▶ **Excerpted text**:
- - -
Álvaro Sobrinho, the former head of Banco Espírito Santo in Angola (BES-A) has been charged by the authorities in Mauritius, the island to which he moved after his name in Portugal became synonymous with corruption and larceny, despite avoiding charges from Portugal's public prosecution service.
Sobrinho, long desirous of a banking licence, stands accused of providing false information to the Financial Services Commission in Mauritius.
Sobrinho swept into the Indian Ocean island, handing out Range Rovers and Jaguar cars to senior officials in order to buy his way in to an administration that he viewed as suitably open to bribery.
Despite the suspicion that Sobrinho relieved BES Angola of billions through dodgy loans that were never repaid, he has avoided all charges in Portugal.
Sobrinho became a billionaire during the time he was CEO of Banco Espírito Santo - Angola despite failing to run the bank with the required degree of propriety.
BES-A granted US$6.5 billion of loans without compliance with internal regulations, without adequate record-keeping and without adequate collateral, leaving the bank with 90% of its loan portfolio at risk of being irrecoverable.
It soon became clear that funds were at risk so BES-A obtained a letter from the Angolan government giving a sovereign guarantee that all such money on loan, was not at risk.
Some of the beneficiaries were top figures in the Angolan government, also members of the ruling People’s Movement for the Liberation of Angola. Álvaro Sobrinho did not avoid getting stuck in and gave companies he controlled loans that have never been repaid.
The self-styled billionaire then bought himself a network of influential people through his Planet Earth Institute, a charity whose trustees include Lord Paul Boateng, Sir Christopher Edwards, chairman of the Chelsea and Westminster Hospital National Health Service Trust and Ameena Ghurib Fakim, President of the Republic of Mauritius.
Sobrinho wanted a financial operating licences and local media in Mauritius reported that existing regulations were twisted during the last State budget to satisfy Álvaro Sobrinho’s demands. The businessman managed to secured four licenses to operate international companies under the jurisdiction of the Mauritious regulatory system.
It is the issuing of these licenses that is being challenged on grounds that Sobrinho falsified documents and that favouritism has been displayed as the licenses were issued prior to the publication of the amended rules.
Even, Ivan Collendavelloo, the Deputy Prime Minister and a prominent lawyer in Mauritius who drafted the laws leading to the setting up of the Independent Commission Against Corruption, swept aside all allegations about Alvaro Sobrinho’s conduct on the island.
Following a meeting with Sobrinho, Collendavelloo famously stated to local media, “I have looked into the eyes of Álvaro Sobrihno and am convinced his money is clean.”
In March 2016 after a silence of nearly two years, the former head of the Espírito Santo Group, Ricardo Salgado, launched a book - 'Os dias do fim revelados’ (BES – the last days revealed) covering the events that led to the fall of the Espírito Santo Group. The book has a chapter reserved for the former BES-Angola boss, whose appointment Salgado refers to as "one of the biggest mistakes of my career."
- - -
▶ **Information provided**:
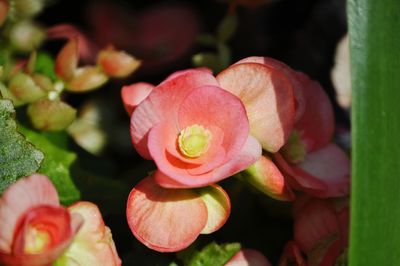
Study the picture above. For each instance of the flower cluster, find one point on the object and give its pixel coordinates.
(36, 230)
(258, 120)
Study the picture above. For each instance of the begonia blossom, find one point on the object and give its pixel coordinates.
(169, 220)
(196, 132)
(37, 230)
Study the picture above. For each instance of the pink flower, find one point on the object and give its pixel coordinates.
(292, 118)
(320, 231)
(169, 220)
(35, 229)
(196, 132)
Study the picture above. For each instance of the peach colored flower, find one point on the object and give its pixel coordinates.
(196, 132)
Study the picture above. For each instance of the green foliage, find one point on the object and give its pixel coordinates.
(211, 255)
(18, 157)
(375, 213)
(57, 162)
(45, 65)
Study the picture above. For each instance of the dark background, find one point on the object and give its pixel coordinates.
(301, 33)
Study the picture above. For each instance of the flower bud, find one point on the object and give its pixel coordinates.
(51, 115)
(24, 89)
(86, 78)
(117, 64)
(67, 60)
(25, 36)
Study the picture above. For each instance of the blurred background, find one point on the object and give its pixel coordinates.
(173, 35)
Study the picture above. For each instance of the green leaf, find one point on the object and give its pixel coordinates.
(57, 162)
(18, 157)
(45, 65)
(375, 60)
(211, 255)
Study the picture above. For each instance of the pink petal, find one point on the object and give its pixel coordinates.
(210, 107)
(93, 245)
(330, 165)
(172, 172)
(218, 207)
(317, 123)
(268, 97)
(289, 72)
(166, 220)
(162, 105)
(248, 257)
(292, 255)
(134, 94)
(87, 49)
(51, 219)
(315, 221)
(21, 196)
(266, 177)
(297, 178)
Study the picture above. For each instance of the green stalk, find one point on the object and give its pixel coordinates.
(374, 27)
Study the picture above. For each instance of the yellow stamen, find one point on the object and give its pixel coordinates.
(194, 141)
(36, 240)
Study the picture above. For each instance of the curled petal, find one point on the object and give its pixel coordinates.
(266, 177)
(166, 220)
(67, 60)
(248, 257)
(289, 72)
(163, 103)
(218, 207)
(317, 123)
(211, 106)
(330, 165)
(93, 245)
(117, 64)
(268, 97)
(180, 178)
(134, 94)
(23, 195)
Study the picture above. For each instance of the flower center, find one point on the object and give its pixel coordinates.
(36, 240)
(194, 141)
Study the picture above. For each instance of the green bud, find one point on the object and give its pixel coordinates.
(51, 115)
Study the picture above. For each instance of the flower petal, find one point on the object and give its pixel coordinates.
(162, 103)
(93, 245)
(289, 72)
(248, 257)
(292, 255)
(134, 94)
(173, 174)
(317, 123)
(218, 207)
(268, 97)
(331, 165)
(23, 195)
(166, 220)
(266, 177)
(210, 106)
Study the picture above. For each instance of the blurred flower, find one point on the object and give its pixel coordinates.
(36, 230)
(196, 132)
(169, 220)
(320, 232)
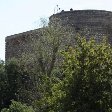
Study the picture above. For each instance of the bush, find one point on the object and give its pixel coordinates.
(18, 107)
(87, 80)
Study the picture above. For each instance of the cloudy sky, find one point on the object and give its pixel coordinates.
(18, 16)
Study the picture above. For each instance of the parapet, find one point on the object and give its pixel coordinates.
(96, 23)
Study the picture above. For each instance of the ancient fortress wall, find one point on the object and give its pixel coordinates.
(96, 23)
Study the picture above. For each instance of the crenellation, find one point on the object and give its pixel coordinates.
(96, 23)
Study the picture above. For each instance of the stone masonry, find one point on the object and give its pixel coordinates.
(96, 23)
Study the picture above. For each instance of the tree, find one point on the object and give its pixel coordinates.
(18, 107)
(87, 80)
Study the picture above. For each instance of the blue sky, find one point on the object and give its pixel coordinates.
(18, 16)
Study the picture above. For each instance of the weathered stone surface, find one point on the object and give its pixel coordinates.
- - -
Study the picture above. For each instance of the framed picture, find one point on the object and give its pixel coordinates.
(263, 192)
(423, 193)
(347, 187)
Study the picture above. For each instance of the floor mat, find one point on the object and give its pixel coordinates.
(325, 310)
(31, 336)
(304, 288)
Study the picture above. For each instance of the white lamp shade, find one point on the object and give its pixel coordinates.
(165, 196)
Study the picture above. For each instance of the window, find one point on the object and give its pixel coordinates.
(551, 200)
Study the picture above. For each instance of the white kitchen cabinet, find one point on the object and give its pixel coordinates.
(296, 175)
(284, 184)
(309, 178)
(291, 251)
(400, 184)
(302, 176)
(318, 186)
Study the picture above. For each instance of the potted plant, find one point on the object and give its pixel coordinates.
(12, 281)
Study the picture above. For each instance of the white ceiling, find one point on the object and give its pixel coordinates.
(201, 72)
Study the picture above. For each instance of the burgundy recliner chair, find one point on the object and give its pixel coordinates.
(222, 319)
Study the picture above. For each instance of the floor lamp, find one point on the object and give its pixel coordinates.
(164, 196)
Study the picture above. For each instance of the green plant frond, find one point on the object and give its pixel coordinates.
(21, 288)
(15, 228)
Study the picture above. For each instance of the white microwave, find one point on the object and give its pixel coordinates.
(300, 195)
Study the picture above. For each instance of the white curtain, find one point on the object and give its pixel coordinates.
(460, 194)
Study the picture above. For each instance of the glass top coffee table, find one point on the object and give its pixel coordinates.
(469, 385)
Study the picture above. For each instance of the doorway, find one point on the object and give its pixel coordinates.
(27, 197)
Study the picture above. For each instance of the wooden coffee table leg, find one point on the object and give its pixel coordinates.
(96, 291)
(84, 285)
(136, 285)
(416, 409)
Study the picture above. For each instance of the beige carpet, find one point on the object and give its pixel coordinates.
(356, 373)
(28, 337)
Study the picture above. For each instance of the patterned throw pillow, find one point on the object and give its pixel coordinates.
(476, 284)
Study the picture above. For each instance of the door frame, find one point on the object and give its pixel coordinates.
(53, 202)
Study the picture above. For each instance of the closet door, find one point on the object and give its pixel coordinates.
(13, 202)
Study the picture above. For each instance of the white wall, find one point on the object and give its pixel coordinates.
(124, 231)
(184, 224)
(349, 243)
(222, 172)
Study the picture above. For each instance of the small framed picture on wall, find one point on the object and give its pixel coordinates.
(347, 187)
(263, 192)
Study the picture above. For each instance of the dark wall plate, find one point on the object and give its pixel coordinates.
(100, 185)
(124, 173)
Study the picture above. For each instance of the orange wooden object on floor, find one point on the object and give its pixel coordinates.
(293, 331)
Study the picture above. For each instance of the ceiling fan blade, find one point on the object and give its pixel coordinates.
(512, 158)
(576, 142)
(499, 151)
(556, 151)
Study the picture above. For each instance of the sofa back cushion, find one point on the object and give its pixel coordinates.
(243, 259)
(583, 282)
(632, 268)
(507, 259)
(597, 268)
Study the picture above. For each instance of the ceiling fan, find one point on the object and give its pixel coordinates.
- - -
For each statement, say yes or no as to whether it agrees with the article on Álvaro Sobrinho, and quote the words of the article that decide it: (a) BES-A granted US$6.5 billion of loans without adequate collateral; (b) Sobrinho has been charged in Portugal; (c) Ricardo Salgado launched his book in March 2016.

▶ **Answer**:
(a) Yes: "BES-A granted US$6.5 billion of loans without compliance with internal regulations, without adequate record-keeping and without adequate collateral"
(b) No: "he has avoided all charges in Portugal"
(c) Yes: "In March 2016 after a silence of nearly two years, the former head of the Espírito Santo Group, Ricardo Salgado, launched a book"